Work order 1 - Rewrite the aflatoxin project announcement, giving everything from "More than 4.5" down to "to market crops." with "developing countries" replaced by "low-income countries".
Work order 2 - According to the aflatoxin announcement, what serious health conditions in people may result from chronic exposure to aflatoxins?
Work order 3 - Carry on writing the article about the aflatoxin project, starting after its last sentence.

Washington, DC—The International Food Policy Research Institute (IFPRI) is leading a new project, funded by the Bill & Melinda Gates Foundation, to analyze the impact of aflatoxin contamination on the livelihoods and health of people in Kenya and Mali. The project will also seek to map areas at highest risk, identify cost-effective control measures to reduce exposure to aflatoxins, and disseminate findings to key stakeholders and policy makers.
Aflatoxin is a toxic, carcinogenic by-product of fungi that colonize maize and groundnuts, among other crops. In Sub-Saharan Africa, maize is significant as both a livestock feed and as a staple accounting for 42 percent of the cereal crop. Groundnuts are an important cash crop controlled largely by women.
More than 4.5 billion people in developing countries may be chronically exposed to aflatoxins in their diets. Common to tropical climates, aflatoxin contamination most often occurs when crops suffer stress, such as drought or insect infestation. Aflatoxins are considered unavoidable contaminants of food and feed, even where good manufacturing practices have been followed.
While developed countries regularly test for aflatoxin, many developing countries lack cost-effective ways to test and many smallholder farmers lack ways to prevent contamination, which ultimately impedes their ability to market crops.
“In developed countries, exposure to such toxins is successfully limited through stringent food safety regulation and monitoring,” said Clare Narrod, IFPRI senior research fellow and the project’s lead researcher. “Unfortunately, this is not the case in developing countries due to the prominence of subsistence farming systems, lack of irrigation, and inadequate drying and storing facilities. As a result, many people are chronically exposed to aflatoxins in their diets and are at risk for serious health problems.”
The ingestion of high levels of aflatoxins can be fatal, while chronic exposure may result in serious health conditions such as cancer and liver cirrhosis, weakened immune systems, and stunted growth. In livestock, some mycotoxins are acutely toxic and can cause vomiting, feed refusal, and decreased weight gain in swine. While the full impact of the toxin is unknown, there have been links to aggravation of health in HIV/AIDS patients in populations that subsist on legume and cereal-based diets and milk from their livestock.
“There is an urgent need to systematically collect data concerning exposure to aflatoxin contamination, from the farm, to the market, and on to the consumer,” said George Mahuku, International Maize and Wheat Improvement Center (CIMMYT) senior scientist and project researcher.

Information shown -

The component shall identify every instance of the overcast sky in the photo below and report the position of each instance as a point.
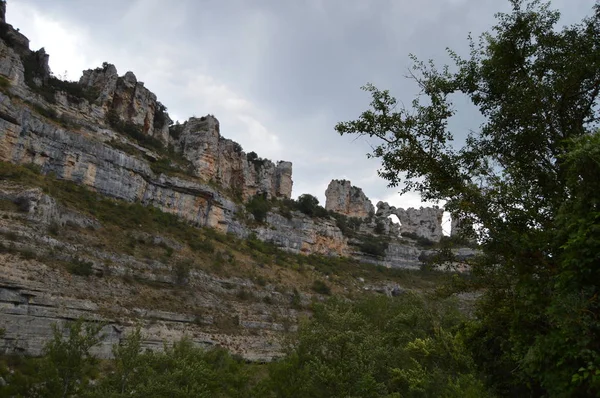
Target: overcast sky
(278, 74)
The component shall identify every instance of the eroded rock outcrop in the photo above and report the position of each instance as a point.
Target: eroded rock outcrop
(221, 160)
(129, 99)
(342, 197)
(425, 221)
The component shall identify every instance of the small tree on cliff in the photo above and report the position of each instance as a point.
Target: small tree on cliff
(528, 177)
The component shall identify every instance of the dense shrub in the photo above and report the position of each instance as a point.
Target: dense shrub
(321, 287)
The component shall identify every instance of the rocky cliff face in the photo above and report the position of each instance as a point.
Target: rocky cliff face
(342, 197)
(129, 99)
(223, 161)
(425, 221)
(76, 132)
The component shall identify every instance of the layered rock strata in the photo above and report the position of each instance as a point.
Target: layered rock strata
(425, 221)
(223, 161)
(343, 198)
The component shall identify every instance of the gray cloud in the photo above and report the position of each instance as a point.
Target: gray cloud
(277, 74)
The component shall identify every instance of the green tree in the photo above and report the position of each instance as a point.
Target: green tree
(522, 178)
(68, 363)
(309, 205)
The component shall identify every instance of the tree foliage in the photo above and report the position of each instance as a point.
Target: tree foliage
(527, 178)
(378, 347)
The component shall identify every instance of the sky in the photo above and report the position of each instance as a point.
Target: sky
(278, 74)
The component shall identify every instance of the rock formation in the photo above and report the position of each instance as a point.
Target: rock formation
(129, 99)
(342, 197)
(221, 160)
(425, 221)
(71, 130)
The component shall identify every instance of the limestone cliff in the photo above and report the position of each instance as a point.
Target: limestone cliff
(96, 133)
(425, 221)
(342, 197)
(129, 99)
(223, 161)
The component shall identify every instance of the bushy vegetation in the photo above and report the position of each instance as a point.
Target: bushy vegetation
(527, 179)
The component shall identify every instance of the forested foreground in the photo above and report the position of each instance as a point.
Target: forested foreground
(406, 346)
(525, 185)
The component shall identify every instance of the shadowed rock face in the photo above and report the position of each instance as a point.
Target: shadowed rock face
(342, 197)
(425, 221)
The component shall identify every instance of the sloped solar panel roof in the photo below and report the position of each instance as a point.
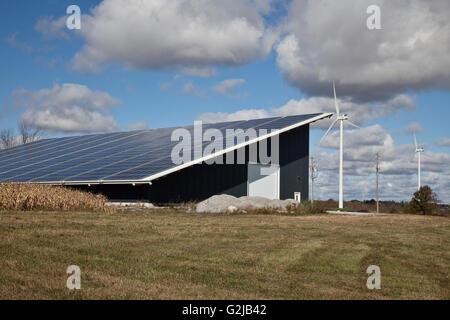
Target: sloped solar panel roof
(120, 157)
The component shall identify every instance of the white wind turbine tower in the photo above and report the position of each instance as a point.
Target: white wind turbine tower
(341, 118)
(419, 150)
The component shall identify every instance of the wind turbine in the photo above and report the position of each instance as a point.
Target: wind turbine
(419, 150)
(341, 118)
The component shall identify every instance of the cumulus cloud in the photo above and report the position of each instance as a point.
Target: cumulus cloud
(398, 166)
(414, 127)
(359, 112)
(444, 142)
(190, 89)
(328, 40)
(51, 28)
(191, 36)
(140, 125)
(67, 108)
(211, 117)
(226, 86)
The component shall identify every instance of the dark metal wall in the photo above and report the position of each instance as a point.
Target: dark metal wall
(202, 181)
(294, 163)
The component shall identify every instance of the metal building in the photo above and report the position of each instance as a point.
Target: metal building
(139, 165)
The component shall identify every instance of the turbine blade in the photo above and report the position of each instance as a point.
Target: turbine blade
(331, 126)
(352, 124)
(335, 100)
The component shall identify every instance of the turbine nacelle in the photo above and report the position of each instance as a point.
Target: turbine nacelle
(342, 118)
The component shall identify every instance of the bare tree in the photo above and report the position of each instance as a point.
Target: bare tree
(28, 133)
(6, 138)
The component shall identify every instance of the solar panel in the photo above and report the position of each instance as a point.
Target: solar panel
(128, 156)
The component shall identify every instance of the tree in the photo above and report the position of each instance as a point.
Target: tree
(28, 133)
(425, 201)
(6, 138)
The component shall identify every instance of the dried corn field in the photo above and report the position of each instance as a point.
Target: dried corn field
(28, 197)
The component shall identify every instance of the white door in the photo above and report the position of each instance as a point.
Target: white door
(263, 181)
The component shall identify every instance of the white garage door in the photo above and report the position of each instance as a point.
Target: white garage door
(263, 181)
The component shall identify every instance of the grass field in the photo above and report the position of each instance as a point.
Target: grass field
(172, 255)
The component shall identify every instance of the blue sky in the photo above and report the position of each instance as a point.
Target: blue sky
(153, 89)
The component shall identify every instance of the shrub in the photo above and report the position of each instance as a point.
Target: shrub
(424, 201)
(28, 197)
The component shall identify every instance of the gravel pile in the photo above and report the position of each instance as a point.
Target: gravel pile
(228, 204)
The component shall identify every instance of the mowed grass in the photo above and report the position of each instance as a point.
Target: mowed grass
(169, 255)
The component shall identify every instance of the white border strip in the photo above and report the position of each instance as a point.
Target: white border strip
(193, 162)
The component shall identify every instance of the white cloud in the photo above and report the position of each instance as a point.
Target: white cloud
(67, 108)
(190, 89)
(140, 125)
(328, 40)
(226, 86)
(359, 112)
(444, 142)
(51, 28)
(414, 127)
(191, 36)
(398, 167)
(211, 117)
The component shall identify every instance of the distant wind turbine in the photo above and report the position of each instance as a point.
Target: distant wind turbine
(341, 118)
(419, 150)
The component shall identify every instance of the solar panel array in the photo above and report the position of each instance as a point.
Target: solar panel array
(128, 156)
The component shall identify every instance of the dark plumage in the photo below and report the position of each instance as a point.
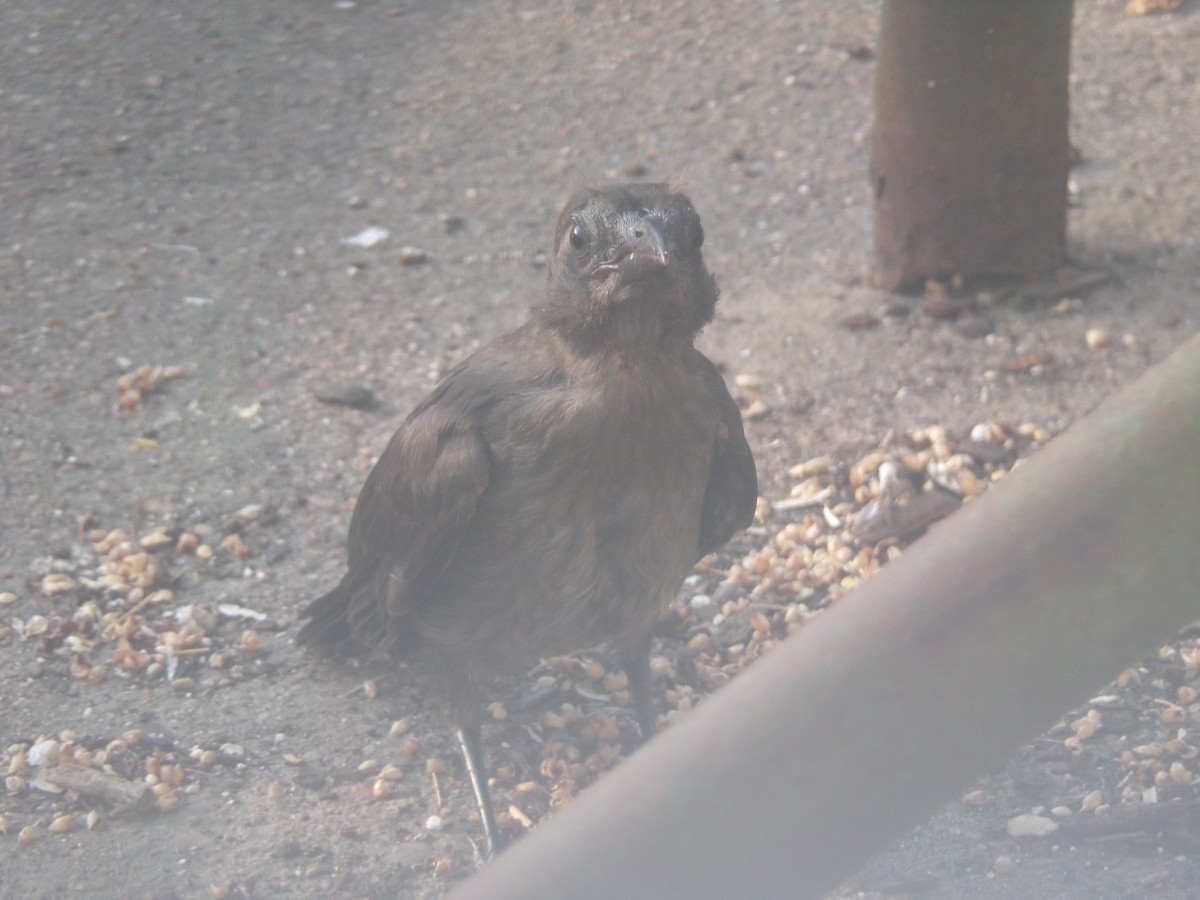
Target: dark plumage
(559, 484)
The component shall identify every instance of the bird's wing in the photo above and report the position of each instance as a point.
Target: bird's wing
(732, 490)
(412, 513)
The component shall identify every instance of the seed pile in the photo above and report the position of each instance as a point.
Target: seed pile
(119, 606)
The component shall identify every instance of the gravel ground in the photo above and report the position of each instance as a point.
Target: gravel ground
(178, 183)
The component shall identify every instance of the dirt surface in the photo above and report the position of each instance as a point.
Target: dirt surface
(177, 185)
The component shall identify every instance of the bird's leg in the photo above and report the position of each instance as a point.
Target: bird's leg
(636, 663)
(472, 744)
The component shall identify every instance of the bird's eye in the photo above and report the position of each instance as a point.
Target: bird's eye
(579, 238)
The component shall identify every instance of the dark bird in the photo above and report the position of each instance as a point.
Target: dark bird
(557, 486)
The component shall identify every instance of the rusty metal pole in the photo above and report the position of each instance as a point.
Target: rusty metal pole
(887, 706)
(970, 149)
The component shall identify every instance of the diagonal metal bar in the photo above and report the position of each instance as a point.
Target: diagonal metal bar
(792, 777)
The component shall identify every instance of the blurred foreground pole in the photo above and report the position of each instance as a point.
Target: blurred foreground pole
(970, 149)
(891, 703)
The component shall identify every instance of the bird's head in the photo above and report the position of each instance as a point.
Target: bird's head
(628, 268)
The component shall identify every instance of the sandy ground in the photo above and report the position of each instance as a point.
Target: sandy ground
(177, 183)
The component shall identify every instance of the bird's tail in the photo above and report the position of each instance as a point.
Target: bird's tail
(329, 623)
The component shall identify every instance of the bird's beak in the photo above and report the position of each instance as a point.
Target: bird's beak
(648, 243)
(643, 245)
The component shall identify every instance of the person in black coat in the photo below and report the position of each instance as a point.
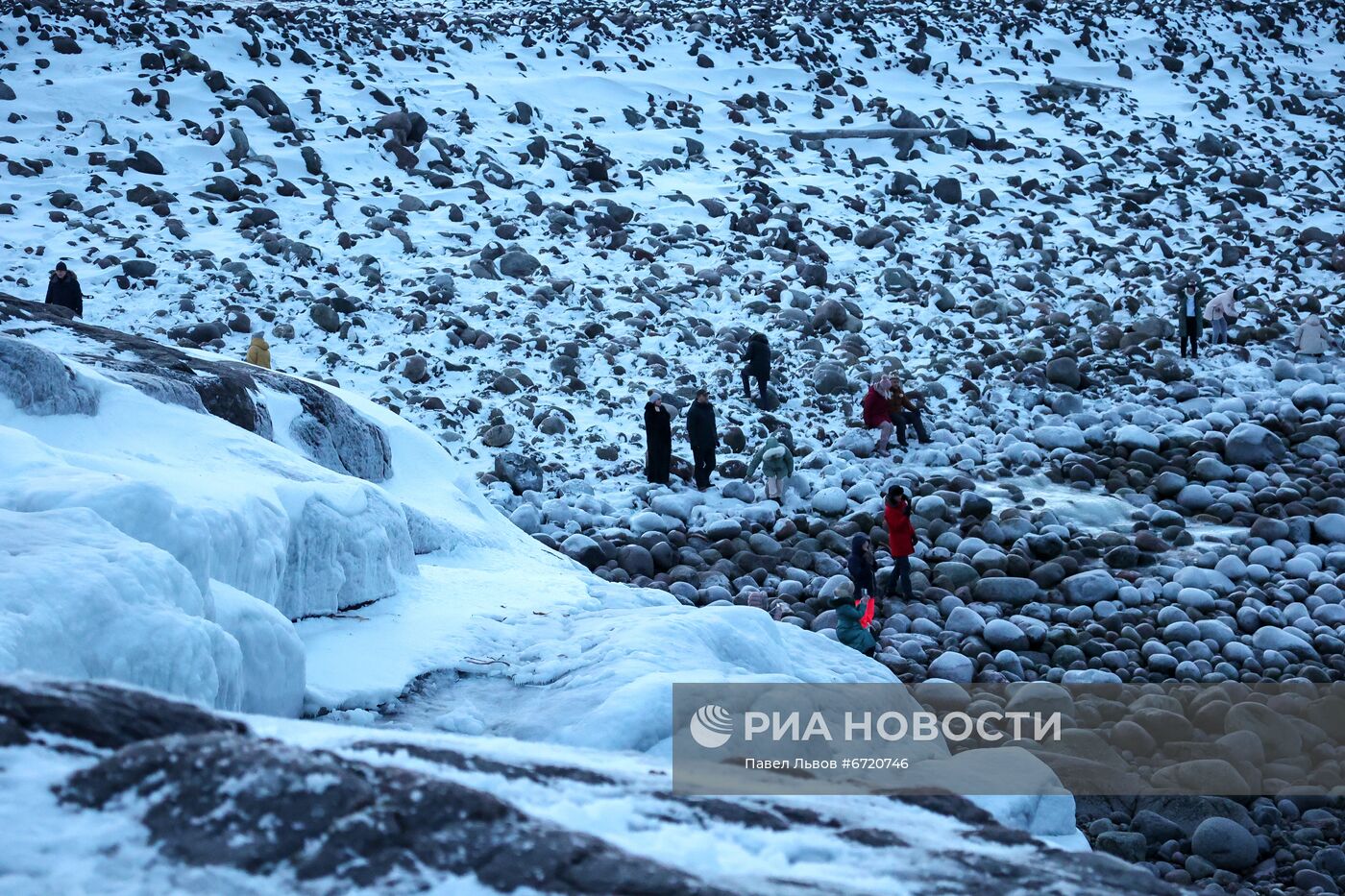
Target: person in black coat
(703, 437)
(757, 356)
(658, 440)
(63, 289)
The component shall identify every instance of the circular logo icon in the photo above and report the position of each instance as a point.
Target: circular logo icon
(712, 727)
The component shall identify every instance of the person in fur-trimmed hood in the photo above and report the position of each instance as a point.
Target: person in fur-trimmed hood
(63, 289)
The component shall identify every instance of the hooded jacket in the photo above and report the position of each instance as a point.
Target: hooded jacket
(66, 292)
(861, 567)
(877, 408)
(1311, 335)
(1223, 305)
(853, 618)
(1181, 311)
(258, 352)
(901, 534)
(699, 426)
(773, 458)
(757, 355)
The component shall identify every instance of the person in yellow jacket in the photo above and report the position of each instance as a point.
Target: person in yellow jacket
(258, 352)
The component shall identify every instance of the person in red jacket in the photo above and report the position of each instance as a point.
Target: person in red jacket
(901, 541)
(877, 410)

Exercise answer 1 -
More than 4.5 billion people in low-income countries may be chronically exposed to aflatoxins in their diets. Common to tropical climates, aflatoxin contamination most often occurs when crops suffer stress, such as drought or insect infestation. Aflatoxins are considered unavoidable contaminants of food and feed, even where good manufacturing practices have been followed.
While developed countries regularly test for aflatoxin, many low-income countries lack cost-effective ways to test and many smallholder farmers lack ways to prevent contamination, which ultimately impedes their ability to market crops.

Exercise answer 2 - Cancer, liver cirrhosis, weakened immune systems, and stunted growth.

Exercise answer 3 -
The project will assess knowledge, attitudes, and practices held by farmers, consumers, and others involved in agriculture regarding aflatoxin, as well as their willingness to pay for testing and use of control strategies. A database of aflatoxin prevalence in selected sites in Kenya and Mali will be created to measure the effectiveness of control strategies. Risk maps that identify high risk areas for aflatoxin contamination will also be developed.
“Across Africa, there is limited awareness of aflatoxin contamination and knowledge about the technologies to reduce it,” said Felicia Wu, Assistant Professor, University of Pittsburgh, and project researcher. “More often than not, farmers, traders, processors, and consumers are unaware of the problem and its potential health risks. This project intends to provide these key decision-makers with much-needed information.”
The project has been launched in conjunction with the CIMMYT, International Crop Research Institute for the Semi-Arid Tropics (ICRISAT), University of Pittsburgh, Uniformed Services University of the Health Sciences, Kenya Agricultural Research Institute, Institut d’Economie Rurale (Mali), ACDI/VOCA, and the East African Grains Council.
“We hope to come away with a better understanding of the economic consequences of aflatoxin contamination on poor people’s health and livelihoods, and their ability to trade their crops,” said Farid Waliyar, ICRISAT principal scientist and director for West and Central Africa, and project researcher. “Our findings will help lay the groundwork for a coordinated response for improving aflatoxin control strategies in Kenya, Mali, and elsewhere.”